## Estratto fornito
Laura Boldrini, ex presidente della Camera e deputata Pd. Che giudizio dà dell’escalation militare in Ucraina?

La situazione è drammatica, a partire dalle condizioni della popolazione ucraina. Tutti gli indicatori segnalano una allerta mondiale, penso alle parole del premier britannico Johnson, alla risposta russa. C’è il serio rischio che la situazione sfugga di mano. Non mi pare che si stia facendo tutto il possibile per fermare la guerra, e ripeto che la strada non è l’invio di altre armi: la diplomazia è una strada difficile ma è l’unica possibile.

La missione del segretario Onu Guterres può essere una strada?

Mi pare che il suo tentativo non abbia sortito gli effetti sperati con Putin. La stessa idea di considerare come base di partenza dei negoziati l’annessione di Crimea e Donbass è irrealistica: eppure questo esercizio diplomatico non deve fermarsi. E l’Europa deve fare sentire la sua voce: finora è stata unita solo nell’invio di armi e nelle sanzioni. Spero che prenda forma una prossima visita a Kiev, di Draghi, Macron e Scholz insieme, che metta l’Ue al centro della trattativa.

In Italia è pronto un nuovo decreto per l’invio di armi. Serve un nuovo voto del Parlamento?

Nel decreto approvato a febbraio è prevista la possibilità di inviare armi fino alla fine dell’anno. I dettagli della fornitura militare previsti nei decreti interministeriali passano dal Copasir, ma sono secretati. È però previsto, nello stesso decreto, che ogni tre mesi il Parlamento sia informato dal governo sull’evoluzione della situazione.

Se si inviano armi di natura offensiva e non difensiva è necessario che il Parlamento si esprima?

Mi pare una distinzione abbastanza relativa. Un’arma per sua natura può essere utilizzata per difendersi o per attaccare.

Il M5S pensa a una mozione contro l’invio di armi pesanti.

A marzo su questo punto mi sono astenuta proprio perché ritengo che il conflitto non si risolve inviando armi, ma accelerando i negoziati. Sinceramente non credo che una mozione possa consentirci di fare marcia indietro sulla decisione già presa che dà copertura alle scelte del governo fino a fine anno. La strada per me più opportuna sarebbe lo stop europeo all’importazione di gas russo, così smetteremmo di finanziare la guerra di Putin.

## Dati forniti
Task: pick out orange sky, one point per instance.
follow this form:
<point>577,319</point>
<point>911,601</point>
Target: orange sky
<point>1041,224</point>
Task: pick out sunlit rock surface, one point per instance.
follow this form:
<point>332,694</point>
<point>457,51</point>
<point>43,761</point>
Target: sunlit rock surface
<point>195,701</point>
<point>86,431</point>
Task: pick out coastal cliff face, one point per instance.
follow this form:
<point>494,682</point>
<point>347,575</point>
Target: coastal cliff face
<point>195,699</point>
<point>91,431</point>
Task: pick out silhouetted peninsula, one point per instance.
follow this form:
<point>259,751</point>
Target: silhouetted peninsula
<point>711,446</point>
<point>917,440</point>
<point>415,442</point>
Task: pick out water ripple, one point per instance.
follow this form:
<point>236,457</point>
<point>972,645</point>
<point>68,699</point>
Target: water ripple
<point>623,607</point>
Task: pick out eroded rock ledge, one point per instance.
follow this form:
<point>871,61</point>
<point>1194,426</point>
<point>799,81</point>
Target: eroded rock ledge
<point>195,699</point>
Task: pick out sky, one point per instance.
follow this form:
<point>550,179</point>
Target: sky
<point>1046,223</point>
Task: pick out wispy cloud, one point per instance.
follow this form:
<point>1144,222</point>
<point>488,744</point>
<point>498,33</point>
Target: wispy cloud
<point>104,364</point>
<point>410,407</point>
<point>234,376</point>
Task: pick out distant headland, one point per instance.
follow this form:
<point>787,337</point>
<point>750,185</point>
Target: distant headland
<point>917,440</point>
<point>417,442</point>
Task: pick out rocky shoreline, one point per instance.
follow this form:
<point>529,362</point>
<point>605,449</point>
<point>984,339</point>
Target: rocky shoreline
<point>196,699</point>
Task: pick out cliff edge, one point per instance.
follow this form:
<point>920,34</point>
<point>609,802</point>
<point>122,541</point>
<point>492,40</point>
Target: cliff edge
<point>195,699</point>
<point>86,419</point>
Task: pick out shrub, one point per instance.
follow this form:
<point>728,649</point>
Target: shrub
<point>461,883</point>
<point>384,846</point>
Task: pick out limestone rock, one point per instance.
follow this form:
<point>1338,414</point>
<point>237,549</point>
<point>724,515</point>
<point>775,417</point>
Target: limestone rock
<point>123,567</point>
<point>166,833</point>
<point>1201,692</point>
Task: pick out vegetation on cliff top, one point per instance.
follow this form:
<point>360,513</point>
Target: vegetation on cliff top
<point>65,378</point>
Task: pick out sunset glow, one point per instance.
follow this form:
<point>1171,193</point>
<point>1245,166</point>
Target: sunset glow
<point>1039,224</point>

## Istruzioni per l'esercizio
(a) Traduci in inglese questa frase dell'intervista sulla guerra in Ucraina: «Un’arma per sua natura può essere utilizzata per difendersi o per attaccare.»
(b) Prosegui l'intervista sulla guerra in Ucraina a partire dal punto in cui si interrompe.

## Elenco delle risposte
(a) By its nature, a weapon can be used to defend oneself or to attack.

(b)
Dopo il no della Germania pare una strada impercorribile.

Certamente più complessa. Oltre a questo si può fare un lavoro politico, spingendo grandi Paesi come Cina, Pakistan, Brasile, Argentina, Sud Africa a isolare Putin, anche mettendo in atto le sanzioni. L’Ue giochi la sua forza economica per coinvolgere questi e altri paesi offrendo loro dei vantaggi di tipo economico e commerciale.

La linea del Pd rappresenta le opinioni del suo elettorato?

C’è una significativa fetta di elettori che ha molti dubbi sull’invio di armi, che non si ritrova in questa scelta: io mi sento in sintonia con loro. È normale che in un grande partito ci siano sensibilità diverse su come raggiungere l’obiettivo, che è comune, di fermare la guerra. La mia precedente esperienza professionale in situazioni di conflitto mi dice che il rifornimento di armi allontana la pace.

Si sente isolata?

Tra i colleghi avverto molta preoccupazione, in particolare quando capi di Stato occidentali usano toni aggressivi: Putin merita questi attacchi, ma se si vuole una tregua bisogna misurare i toni.

Il sì alla guerra divide la sinistra. Sono ferite rimarginabili?

Finora nel centrosinistra c’è stato un dibattito civile, in cui ognuno capisce le ragioni dell’altro. Una discussione che in fondo rappresenta i tormenti dei nostri elettori. Intollerabili invece sono gli attacchi rivolti all’Anpi, l’accusa di essere amici di Putin.

Ritiene che il premier Draghi abbia una posizione troppo schiacciati sugli Usa?

La sua posizione è molto vicina a quella americana, ma non mi pare distante da quella altri leader Ue.

Manca una autonomia della politica estera italiana?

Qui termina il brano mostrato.